• **TEXT PASSAGE**:
⁂

He described the changes - which were made at the time in response to public upset over specific incidents - as changes "no one will really notice and it might have an effect".
"Our big challenge is to draw to all New Zealanders attention what has actually been happening and to win a social licence to say we have to do things differently."
Little said there would again be "isolated examples" which would prompt some to say "we need to revert back to the more draconian measures" which could have a political impact.
"That requires leadership to say no system is perfect. You just have to batten down the hatches and carry on."
Little said the Government faced three large issues - the question of Waikeria, criminal justice reform and the promised new 1800 police officers.
He said there was a risk with more police they would "arrest more people which puts more pressure on prisons".
He said the three issues needed to be consistent with reducing the prison population.
'Waste of money, waste of lives'
Dropping the numbers of prisoners would symbolise a criminal justice system that was "more humane and more effective" because it targeted the causes of criminal offending "for those for whom those causes can actually be fixed".
"What a waste of taxpayer money, what a waste of human lives, when we know many of those people with a bit of effort and a bit of help addressing those underlying problems could actually be helped."
Little also said he believed prisoners should again have the right to vote, although qualified the comment at this stage to those serving three years or less.
"They are prisoners who at some point will come back into society and they will have as legitimate a right or stake in what the politicians of the day do, and they should not be deprived on that right."
Instead, it was time to stop treating prisoners as less than human, to give them a vote and a role in our society.
And, in an extraordinary statement for a Minister of Justice, he said the imbalance of Maori in prison - 52 per cent of the 10,695 prison population - revealed systemic problems in the criminal justice system,
"There is a built in systemic bias or prejudice and we've got to understand that. We've got to something about it."
Little said regardless of the decision about the expansion of Waikeria Prison, the current facility needed replacing. He said the existing prison was "not humane" and incredibly old-fashioned. "Antediluvian," he said.

⁂

• **MATERIAL PROVIDED**:

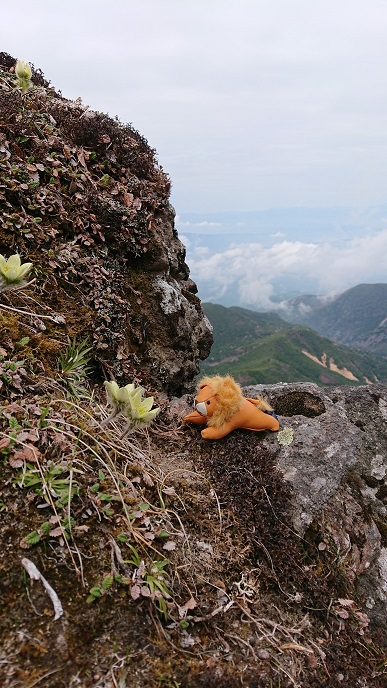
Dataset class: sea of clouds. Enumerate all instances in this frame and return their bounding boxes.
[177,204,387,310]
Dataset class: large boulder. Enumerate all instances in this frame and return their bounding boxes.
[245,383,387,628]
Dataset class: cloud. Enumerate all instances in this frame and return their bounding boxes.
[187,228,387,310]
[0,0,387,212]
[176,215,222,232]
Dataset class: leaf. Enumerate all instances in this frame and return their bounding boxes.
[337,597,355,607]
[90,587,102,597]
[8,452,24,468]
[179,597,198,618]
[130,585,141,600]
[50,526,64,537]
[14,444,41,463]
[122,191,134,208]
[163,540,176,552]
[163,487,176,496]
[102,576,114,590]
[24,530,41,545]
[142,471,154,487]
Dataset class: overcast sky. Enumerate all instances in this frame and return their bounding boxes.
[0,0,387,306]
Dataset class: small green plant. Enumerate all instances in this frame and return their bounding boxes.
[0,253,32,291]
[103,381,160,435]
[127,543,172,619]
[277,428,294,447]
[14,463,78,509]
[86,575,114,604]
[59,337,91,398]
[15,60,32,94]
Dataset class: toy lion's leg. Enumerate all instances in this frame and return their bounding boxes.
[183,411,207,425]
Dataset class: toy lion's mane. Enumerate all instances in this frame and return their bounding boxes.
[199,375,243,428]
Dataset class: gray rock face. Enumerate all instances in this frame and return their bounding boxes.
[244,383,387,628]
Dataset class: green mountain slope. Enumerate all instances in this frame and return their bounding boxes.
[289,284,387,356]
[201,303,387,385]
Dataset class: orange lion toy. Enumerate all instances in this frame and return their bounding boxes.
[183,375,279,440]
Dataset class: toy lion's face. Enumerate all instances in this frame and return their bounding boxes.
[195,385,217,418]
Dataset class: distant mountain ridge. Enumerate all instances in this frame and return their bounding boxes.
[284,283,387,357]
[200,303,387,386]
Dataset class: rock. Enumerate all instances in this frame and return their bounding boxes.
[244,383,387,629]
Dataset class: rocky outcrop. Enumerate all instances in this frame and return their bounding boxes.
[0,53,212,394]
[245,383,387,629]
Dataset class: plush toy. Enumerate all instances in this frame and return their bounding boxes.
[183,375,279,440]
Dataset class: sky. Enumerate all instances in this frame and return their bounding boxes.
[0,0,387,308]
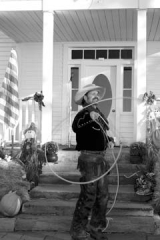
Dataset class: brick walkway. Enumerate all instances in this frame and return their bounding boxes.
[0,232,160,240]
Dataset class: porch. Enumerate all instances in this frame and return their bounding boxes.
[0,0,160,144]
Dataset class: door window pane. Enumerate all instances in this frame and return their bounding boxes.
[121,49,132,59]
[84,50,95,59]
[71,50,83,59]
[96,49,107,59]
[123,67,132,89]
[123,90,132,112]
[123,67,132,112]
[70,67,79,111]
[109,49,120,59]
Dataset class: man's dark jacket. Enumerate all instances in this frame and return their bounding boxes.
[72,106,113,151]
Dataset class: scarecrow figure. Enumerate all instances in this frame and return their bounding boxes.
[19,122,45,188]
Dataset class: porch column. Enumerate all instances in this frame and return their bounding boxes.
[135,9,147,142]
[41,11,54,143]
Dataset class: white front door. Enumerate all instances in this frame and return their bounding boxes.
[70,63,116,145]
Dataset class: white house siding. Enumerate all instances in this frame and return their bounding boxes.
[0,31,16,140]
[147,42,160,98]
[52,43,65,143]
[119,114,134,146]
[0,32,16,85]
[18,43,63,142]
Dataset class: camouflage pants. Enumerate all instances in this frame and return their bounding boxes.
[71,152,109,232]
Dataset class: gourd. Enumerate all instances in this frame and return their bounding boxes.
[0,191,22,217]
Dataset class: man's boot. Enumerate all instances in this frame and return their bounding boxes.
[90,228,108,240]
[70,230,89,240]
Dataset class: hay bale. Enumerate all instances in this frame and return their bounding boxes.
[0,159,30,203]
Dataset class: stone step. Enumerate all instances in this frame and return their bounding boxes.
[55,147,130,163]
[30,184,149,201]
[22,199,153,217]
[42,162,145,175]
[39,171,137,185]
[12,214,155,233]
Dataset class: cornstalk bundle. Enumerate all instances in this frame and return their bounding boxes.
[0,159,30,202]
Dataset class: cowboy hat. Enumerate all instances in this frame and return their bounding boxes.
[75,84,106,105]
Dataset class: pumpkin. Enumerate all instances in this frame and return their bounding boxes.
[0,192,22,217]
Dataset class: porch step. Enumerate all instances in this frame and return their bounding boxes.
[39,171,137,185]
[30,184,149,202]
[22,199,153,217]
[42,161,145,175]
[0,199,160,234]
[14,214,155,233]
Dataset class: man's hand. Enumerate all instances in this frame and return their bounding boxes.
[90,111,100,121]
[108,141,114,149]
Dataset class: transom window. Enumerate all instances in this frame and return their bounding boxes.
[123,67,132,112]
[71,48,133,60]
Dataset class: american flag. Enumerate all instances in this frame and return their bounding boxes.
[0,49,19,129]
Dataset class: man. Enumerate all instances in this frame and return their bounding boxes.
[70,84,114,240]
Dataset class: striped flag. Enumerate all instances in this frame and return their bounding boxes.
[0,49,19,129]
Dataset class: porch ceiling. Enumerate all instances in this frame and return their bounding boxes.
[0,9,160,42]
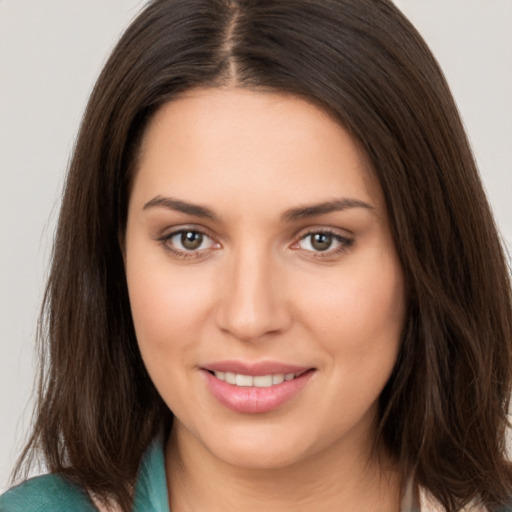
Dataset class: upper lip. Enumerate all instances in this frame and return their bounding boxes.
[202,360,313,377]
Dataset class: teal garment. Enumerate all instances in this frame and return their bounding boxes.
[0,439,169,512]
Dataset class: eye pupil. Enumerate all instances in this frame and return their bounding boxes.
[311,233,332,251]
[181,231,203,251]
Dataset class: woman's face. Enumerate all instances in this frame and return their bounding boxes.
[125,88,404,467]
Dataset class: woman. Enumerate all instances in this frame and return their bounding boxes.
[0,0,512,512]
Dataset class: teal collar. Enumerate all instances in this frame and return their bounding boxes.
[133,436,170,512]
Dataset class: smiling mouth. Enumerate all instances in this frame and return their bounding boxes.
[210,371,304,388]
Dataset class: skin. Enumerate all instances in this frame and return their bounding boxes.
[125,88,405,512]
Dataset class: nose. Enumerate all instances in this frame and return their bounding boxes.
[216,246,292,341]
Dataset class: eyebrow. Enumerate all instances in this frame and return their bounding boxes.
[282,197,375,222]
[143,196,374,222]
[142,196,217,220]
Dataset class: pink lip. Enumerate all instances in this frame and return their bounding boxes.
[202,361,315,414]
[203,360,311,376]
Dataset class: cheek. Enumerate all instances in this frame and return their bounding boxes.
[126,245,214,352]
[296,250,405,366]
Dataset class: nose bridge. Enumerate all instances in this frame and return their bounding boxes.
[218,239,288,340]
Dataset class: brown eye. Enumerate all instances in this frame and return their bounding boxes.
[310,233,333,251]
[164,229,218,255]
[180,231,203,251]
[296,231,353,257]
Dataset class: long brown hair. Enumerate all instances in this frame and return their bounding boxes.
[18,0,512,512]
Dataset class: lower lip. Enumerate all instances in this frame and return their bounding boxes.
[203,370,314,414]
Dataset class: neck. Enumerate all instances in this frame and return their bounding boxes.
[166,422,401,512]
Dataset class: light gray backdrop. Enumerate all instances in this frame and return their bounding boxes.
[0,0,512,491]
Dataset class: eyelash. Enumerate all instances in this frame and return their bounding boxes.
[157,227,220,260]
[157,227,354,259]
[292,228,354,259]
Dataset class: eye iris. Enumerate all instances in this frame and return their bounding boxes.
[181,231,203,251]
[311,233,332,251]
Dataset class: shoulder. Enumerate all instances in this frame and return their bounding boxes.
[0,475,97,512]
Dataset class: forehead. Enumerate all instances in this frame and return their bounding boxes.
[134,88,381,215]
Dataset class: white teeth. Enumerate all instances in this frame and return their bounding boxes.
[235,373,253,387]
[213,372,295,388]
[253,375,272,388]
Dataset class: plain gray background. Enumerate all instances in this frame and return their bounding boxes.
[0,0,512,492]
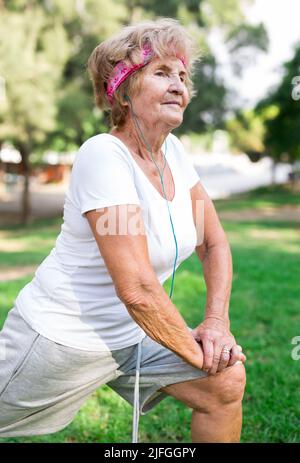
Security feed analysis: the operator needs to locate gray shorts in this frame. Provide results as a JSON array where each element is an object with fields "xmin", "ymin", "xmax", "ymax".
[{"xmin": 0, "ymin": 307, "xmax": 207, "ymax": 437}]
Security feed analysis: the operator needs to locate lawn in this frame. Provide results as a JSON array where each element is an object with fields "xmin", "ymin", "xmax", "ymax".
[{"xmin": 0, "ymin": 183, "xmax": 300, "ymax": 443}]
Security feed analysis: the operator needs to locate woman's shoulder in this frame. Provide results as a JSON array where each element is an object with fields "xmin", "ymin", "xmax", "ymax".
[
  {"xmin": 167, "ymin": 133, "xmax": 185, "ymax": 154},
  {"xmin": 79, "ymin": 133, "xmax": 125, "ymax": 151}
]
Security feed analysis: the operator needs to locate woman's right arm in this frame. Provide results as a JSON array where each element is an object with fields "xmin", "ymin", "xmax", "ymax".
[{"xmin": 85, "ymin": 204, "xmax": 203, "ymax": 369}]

⁂

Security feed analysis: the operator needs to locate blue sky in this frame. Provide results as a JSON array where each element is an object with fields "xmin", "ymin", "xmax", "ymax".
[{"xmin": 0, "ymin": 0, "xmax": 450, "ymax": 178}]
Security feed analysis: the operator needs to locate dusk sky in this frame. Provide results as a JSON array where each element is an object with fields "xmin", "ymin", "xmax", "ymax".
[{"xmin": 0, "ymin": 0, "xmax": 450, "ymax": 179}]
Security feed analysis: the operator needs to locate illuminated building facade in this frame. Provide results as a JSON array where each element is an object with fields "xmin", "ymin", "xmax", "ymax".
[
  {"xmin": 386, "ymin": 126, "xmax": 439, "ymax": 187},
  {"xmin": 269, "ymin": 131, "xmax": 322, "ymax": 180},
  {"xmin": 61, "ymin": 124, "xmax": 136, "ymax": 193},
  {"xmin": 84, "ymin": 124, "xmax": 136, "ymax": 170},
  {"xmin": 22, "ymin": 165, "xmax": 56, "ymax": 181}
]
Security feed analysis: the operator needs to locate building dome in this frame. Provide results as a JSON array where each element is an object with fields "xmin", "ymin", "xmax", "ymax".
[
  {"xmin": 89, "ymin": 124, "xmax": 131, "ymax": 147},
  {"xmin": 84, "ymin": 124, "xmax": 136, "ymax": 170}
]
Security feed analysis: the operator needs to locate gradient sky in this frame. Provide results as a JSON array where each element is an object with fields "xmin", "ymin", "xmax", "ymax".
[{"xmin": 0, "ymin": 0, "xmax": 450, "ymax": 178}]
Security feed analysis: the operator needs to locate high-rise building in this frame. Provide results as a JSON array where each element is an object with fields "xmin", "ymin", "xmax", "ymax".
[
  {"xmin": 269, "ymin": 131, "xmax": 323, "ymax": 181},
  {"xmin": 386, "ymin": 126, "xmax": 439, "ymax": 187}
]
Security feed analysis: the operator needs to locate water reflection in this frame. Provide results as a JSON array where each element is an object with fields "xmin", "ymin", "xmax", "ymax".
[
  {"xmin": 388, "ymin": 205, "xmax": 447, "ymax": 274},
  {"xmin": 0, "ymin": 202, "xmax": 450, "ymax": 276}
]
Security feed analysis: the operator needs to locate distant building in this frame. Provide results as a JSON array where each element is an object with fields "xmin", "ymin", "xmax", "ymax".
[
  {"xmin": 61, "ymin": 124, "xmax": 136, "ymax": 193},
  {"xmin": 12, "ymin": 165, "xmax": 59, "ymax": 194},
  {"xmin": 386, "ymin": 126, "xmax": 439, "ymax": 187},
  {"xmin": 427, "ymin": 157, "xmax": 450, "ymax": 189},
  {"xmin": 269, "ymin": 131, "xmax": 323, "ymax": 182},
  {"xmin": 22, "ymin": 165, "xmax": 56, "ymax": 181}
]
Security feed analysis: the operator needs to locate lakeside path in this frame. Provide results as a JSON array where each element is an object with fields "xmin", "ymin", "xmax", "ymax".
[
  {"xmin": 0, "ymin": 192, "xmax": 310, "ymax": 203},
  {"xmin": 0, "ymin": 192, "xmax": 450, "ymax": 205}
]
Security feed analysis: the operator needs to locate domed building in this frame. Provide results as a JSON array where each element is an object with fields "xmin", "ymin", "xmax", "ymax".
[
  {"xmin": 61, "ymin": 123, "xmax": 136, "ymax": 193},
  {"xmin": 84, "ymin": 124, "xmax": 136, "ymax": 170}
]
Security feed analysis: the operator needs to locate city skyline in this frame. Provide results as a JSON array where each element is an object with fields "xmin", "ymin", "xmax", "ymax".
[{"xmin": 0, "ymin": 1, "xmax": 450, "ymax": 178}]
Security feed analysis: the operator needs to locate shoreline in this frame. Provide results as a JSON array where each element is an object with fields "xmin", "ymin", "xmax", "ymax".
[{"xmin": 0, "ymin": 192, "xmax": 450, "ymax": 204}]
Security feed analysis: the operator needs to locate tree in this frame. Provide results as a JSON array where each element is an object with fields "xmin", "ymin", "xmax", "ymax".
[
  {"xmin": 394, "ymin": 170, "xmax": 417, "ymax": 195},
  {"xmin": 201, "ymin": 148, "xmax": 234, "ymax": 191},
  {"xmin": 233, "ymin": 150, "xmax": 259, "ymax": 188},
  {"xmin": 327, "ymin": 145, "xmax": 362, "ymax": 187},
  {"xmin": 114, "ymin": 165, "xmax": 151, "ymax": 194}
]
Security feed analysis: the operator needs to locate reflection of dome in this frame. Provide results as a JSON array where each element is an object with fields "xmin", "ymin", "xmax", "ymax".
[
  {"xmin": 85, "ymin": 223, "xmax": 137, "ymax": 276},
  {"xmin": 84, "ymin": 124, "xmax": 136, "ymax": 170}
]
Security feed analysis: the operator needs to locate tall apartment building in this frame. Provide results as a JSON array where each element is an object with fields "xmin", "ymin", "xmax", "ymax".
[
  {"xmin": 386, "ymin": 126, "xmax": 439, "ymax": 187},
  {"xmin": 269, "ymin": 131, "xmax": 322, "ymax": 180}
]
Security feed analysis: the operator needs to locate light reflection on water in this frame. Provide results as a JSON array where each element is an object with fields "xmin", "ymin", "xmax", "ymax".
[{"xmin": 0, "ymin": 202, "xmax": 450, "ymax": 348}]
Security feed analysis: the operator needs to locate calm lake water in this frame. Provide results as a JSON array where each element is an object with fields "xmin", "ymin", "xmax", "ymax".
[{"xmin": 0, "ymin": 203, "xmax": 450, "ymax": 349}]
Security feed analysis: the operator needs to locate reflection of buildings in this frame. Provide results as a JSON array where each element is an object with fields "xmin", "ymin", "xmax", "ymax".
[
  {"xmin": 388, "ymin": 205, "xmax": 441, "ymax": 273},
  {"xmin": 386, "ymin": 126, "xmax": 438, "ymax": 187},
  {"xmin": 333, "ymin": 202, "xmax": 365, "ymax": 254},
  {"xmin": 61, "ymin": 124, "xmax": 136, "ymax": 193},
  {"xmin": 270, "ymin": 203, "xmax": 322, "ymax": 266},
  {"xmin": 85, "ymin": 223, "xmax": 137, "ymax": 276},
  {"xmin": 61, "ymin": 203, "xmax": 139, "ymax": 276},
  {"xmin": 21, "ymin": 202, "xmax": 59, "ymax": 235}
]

⁂

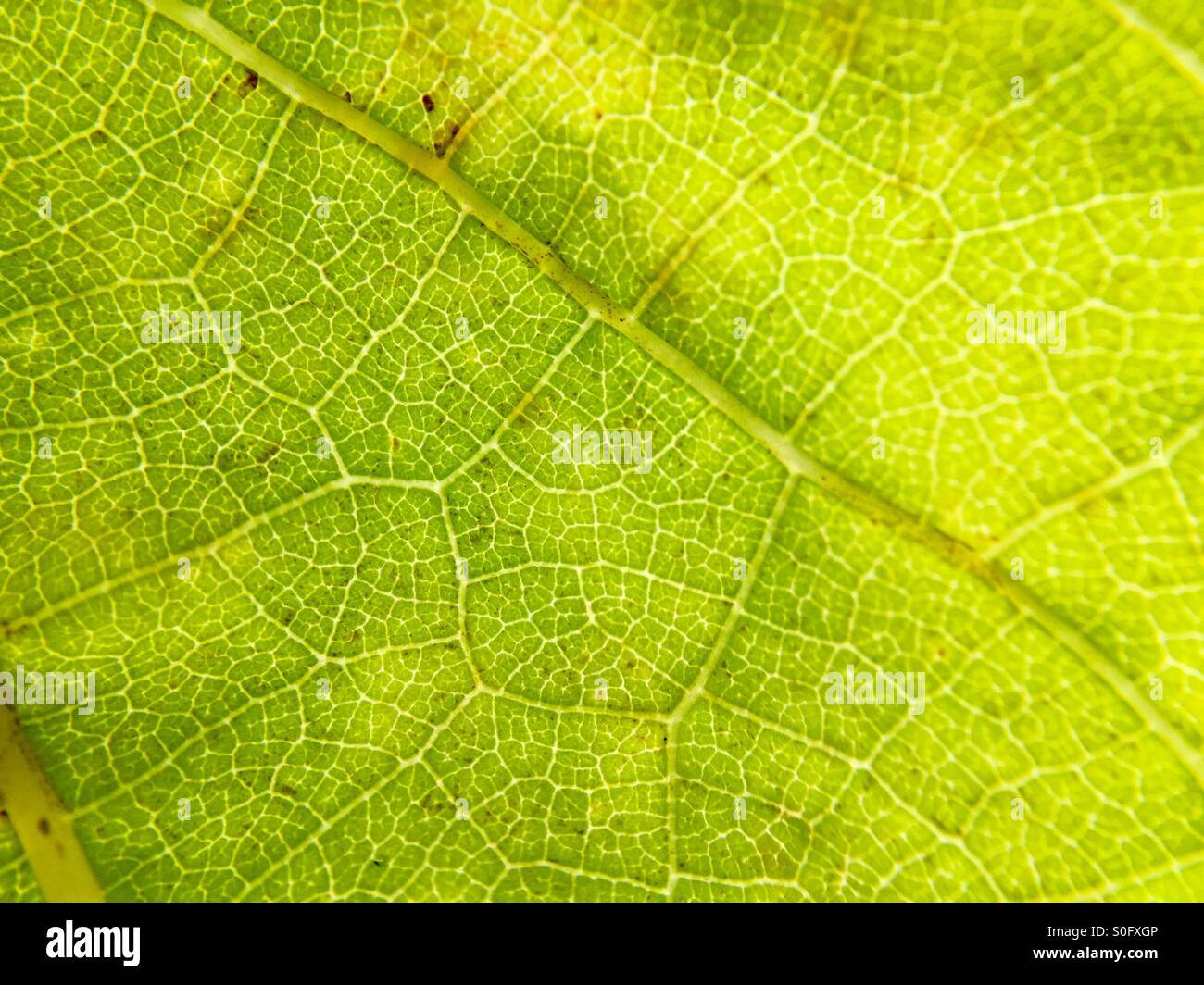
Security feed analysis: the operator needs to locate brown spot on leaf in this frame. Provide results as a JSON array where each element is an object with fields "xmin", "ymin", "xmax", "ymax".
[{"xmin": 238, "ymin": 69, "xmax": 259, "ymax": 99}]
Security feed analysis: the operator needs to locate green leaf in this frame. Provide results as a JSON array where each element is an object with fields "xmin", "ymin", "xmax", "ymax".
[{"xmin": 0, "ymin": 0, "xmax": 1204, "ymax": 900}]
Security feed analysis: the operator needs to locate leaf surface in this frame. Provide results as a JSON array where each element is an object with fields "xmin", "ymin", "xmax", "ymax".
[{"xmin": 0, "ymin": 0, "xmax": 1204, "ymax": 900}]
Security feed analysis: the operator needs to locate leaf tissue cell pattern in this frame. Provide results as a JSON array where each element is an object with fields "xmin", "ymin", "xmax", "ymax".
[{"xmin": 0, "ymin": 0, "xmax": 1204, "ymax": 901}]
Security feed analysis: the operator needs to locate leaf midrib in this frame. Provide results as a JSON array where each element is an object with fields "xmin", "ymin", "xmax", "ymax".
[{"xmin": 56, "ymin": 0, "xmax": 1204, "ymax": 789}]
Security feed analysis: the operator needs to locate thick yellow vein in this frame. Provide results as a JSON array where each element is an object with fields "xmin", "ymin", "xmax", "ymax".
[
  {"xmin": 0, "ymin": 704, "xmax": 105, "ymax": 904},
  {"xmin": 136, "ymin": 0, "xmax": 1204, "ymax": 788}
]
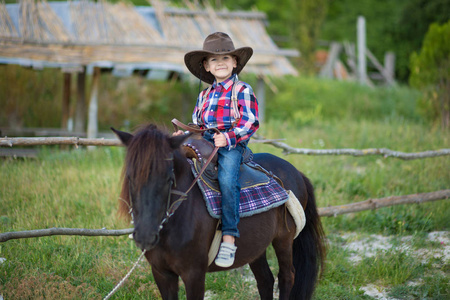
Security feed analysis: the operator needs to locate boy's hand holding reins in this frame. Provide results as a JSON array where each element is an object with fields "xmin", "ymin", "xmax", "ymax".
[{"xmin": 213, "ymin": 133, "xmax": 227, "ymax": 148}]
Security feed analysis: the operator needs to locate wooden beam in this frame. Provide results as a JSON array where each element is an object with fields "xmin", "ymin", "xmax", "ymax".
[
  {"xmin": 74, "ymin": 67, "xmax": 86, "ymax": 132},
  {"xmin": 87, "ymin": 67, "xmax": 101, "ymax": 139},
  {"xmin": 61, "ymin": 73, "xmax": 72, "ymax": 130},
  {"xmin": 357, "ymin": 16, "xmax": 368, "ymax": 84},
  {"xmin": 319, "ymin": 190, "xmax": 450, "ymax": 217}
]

⁂

• **WHAT TO WORK ON**:
a) In the article on New Zealand prison policy, what proportion of the prison population does the text give as Maori?
b) Continue the article on New Zealand prison policy, picking up after its final sentence.

• **EXERCISE ANSWERS**:
a) 52 per cent of the 10,695 prison population.

b)
"The bits that are occupied by prisoners are, frankly, frightful. The whole environment is not one where you are going to feel, 'this is a time and a place where I can get to grips with myself and turn my life around'.
He said the training room at Waikeria was "literally a concrete box. "It's not an environment where you can learn. There's nothing therapeutic about it at all."
'Greater humanity'
University of Canterbury criminologist Dr Jarrod Gilbert likened Little's rejection of "knee jerk" policymaking with National Party minister Hanan's success in ridding New Zealand of the death penalty and embarking on a programme of reform.
The Labour Party had suspended the death penalty and National had pledged to reintroduce it but Hanan - as Minister of Justice - convinced his colleagues to abolish it.
Gilbert said Hanan then led an agenda that "put New Zealand at the forefront of attempts to curb crime" and a radical programme that showed "greater humanity".
"The death penalty decision was important because it reflected the fact he wasn't scared to do what was right in the face of opposition."
Gilbert said Little would need to convince a "highly sceptical public" he was on the right track.
"None of the solutions are easy but we're at a tipping point where a bold approach in necessary.
"After years of policy not based on best evidence but the loudest voices, it's time we took a more sober look."
University of Auckland's Professor of Indigenous Studies Tracey McIntosh said she was "heartened" by Little's comments.
"We're seeing a very significant shift that could have some significant outcomes. I have always thought New Zealand could be a global leader in decarceration."
Victoria University criminologist Elizabeth Stanley welcomed the opportunity for a criminal justice summit.